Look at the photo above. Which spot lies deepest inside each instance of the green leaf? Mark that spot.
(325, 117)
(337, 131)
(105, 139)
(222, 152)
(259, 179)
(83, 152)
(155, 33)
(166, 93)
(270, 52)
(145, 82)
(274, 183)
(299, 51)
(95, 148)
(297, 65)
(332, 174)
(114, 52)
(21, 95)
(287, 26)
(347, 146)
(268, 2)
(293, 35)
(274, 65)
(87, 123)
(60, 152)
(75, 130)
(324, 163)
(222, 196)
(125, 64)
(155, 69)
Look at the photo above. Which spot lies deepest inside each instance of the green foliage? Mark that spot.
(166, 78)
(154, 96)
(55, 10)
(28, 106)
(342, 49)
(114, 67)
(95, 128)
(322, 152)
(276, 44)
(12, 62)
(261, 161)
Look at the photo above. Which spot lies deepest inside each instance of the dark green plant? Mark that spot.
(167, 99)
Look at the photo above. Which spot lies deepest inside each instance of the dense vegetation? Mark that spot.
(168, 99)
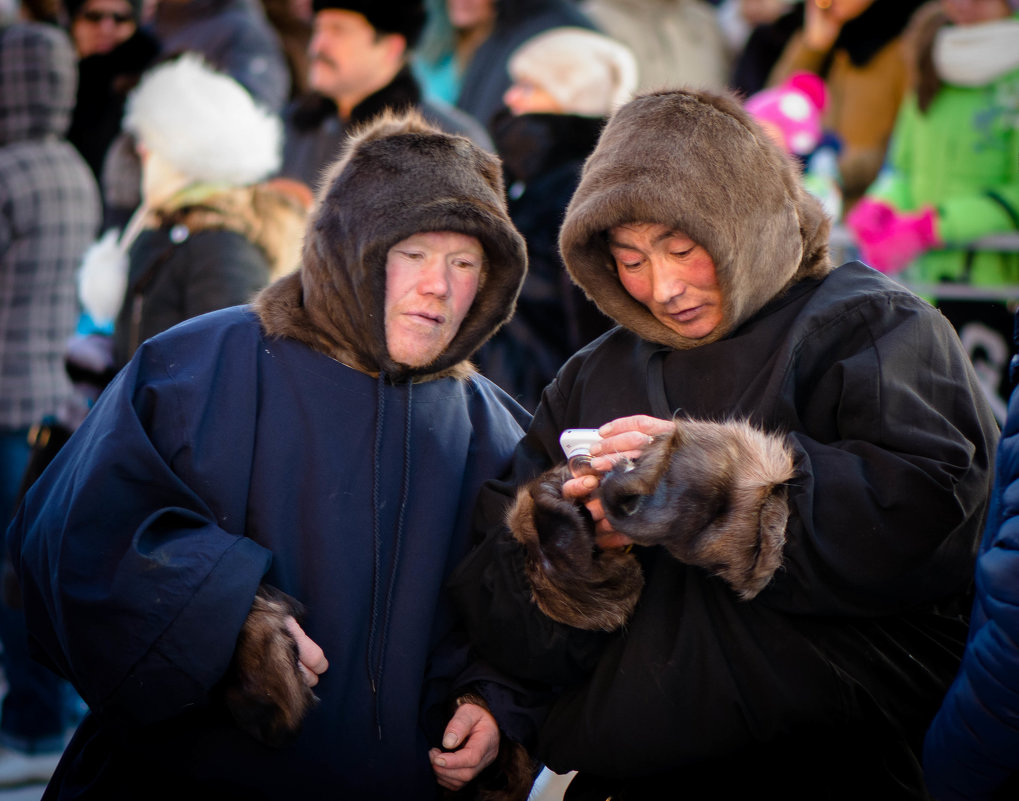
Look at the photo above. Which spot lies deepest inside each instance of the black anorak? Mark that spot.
(822, 684)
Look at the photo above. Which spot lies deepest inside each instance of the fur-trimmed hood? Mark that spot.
(396, 176)
(695, 161)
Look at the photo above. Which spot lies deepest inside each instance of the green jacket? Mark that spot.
(962, 157)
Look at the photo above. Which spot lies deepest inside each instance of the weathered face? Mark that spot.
(102, 24)
(671, 274)
(431, 281)
(349, 58)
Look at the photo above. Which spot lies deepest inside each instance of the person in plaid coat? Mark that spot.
(49, 214)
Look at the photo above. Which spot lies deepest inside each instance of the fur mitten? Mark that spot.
(265, 691)
(510, 778)
(572, 581)
(713, 494)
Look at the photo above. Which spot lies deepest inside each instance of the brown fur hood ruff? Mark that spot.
(697, 162)
(395, 177)
(268, 217)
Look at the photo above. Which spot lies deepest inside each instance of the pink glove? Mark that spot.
(890, 239)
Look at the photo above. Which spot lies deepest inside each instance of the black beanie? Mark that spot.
(387, 16)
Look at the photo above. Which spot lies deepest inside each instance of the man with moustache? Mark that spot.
(358, 67)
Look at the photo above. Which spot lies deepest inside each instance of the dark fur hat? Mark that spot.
(698, 162)
(406, 17)
(397, 176)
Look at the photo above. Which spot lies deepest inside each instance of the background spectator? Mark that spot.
(566, 81)
(952, 177)
(676, 42)
(233, 37)
(855, 47)
(208, 234)
(485, 74)
(770, 23)
(49, 213)
(971, 751)
(360, 55)
(113, 52)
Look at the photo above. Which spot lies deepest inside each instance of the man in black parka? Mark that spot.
(762, 590)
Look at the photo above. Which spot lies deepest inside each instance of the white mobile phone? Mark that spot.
(578, 441)
(576, 444)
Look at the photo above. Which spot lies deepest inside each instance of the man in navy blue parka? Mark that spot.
(312, 457)
(971, 750)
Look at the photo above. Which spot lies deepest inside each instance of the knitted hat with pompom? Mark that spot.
(204, 123)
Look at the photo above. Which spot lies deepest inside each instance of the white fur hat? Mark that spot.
(588, 73)
(204, 123)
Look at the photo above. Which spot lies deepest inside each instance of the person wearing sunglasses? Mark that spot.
(113, 51)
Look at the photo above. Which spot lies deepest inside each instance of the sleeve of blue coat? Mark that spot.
(135, 575)
(972, 746)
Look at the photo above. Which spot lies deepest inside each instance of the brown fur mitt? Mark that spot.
(713, 494)
(264, 690)
(571, 580)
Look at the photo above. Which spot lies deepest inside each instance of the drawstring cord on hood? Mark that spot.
(376, 663)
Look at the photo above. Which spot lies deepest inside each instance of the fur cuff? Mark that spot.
(572, 581)
(265, 691)
(713, 494)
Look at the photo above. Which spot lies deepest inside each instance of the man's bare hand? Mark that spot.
(471, 742)
(311, 659)
(626, 437)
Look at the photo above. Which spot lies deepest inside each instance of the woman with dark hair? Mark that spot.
(113, 51)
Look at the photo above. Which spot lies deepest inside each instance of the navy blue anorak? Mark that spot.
(147, 543)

——

▶ _EXERCISE INSTRUCTIONS_: Exactly reproduce the entries above, minus the pictures.

▶ _SOLUTION FOR THIS PROBLEM_:
Look at the photo above. Which spot lies deepest inside each instance of the green leaf? Mark that spot.
(325, 117)
(337, 131)
(105, 139)
(222, 152)
(259, 179)
(83, 152)
(155, 33)
(166, 93)
(270, 52)
(145, 82)
(274, 183)
(299, 51)
(95, 148)
(297, 65)
(332, 174)
(114, 52)
(21, 95)
(287, 26)
(347, 146)
(268, 2)
(293, 35)
(274, 65)
(87, 123)
(60, 152)
(75, 130)
(324, 163)
(222, 196)
(125, 64)
(155, 69)
Look at the photo above. Which spot lies deepest inside each instance of the green foliage? Mark that spot.
(166, 78)
(154, 96)
(55, 10)
(28, 106)
(342, 49)
(114, 67)
(95, 128)
(322, 152)
(276, 44)
(12, 62)
(261, 161)
Look at the photo above. Which spot lies deepest inside each instance of the dark green plant? Mark that spot.
(167, 99)
Look at the photo above. Which spot lies deepest inside each instance of the dense vegetation? Mark that spot.
(168, 99)
Look at the photo above. Which spot lies deepest inside each instance of the black anorak? Mark that spot.
(822, 684)
Look at the photo above. Which spot lies deepest inside each instance of the fur-trimmed hood? Mark that spot.
(396, 176)
(695, 161)
Look at the photo above. Which spot lies deepest inside each instance of the green jacket? Mark that spot.
(962, 157)
Look at the photo above. Which spot lies deepest inside each instance of the weathered face? Mark that spot.
(102, 24)
(671, 274)
(431, 281)
(349, 58)
Look at the photo above. Which spot lies deepest inside each instance of the person in plaid coat? Mark that spot.
(49, 214)
Look at the photo above. Which spot lies deepest inside each instance of the fur mitten? Mark that spot.
(265, 691)
(510, 778)
(572, 581)
(713, 494)
Look at the photo above. Which spot lies deepest inside each instance of the brown fur hood ruff? Mark that spot.
(697, 162)
(395, 177)
(268, 217)
Look at the photo above. Which spot lies deepest inside each instance of the pink glove? Mark that spot.
(890, 239)
Look at the photo above. Which spot lies deepest inside each instance of the black beanie? Mark that spot.
(387, 16)
Look at the photo above. Which spot lies deepest inside each instance of the man with moustache? Mark that spot.
(358, 67)
Look at the photo above. Which spot lies deepest inside each instance of the dark fur hat? Mark that spot.
(698, 162)
(406, 17)
(397, 176)
Look at the photo above. Which spot lies deepest inside each instance of the background spectator? Mark that spot.
(566, 81)
(952, 177)
(676, 42)
(233, 37)
(855, 47)
(208, 234)
(485, 74)
(770, 23)
(49, 213)
(971, 751)
(360, 55)
(113, 52)
Look at the photo above. Which spot lies deepest inside each instance of the man in black parka? Mark that spot.
(762, 590)
Look at the photo above. Which spot lies deepest inside each instance of the white mobile phone? Mark that spot.
(578, 441)
(576, 444)
Look at the photo above. Which spot lies deepest inside each instance of the man in navy blue parka? Mark that spot.
(312, 457)
(971, 750)
Look at the photo above. Which spot lies deepest inside each instance of the knitted hat with pompom? Mark that spot.
(204, 123)
Look at the photo above. Which spot lies deepest inside each instance of the white fur hat? Mark that spot.
(588, 73)
(204, 123)
Look at the photo above. Which spot lies deepest inside each instance of the person wearing sunglasses? Mark that spot.
(113, 51)
Look at the photo above. Which spot lies deepest inside each instance of the sleeve of blue coat? Mark that spot.
(135, 575)
(972, 746)
Look at the photo above. Which spot lies deepest inside each instance of the brown fur mitt? Mark that spot.
(713, 494)
(264, 690)
(571, 580)
Look at the photo above. Which spot lies deepest inside each instance of the drawstring cord on hood? Mark that spot.
(376, 663)
Look at the photo above. Which spot lies deepest inside each instance of the fur cuff? Mark that spot.
(572, 581)
(265, 691)
(713, 494)
Look at the photo above. Which spot lies deepest inside each instance of the man's bare hand? Mark that spot.
(471, 742)
(311, 659)
(626, 437)
Look at the photo above. Which spot lies deepest inside each instance of the woman with dark hair? Mark that spot.
(113, 51)
Look at the photo above. Which spot lies deepest inside each instance of the navy blue anorak? Mark that spot.
(147, 543)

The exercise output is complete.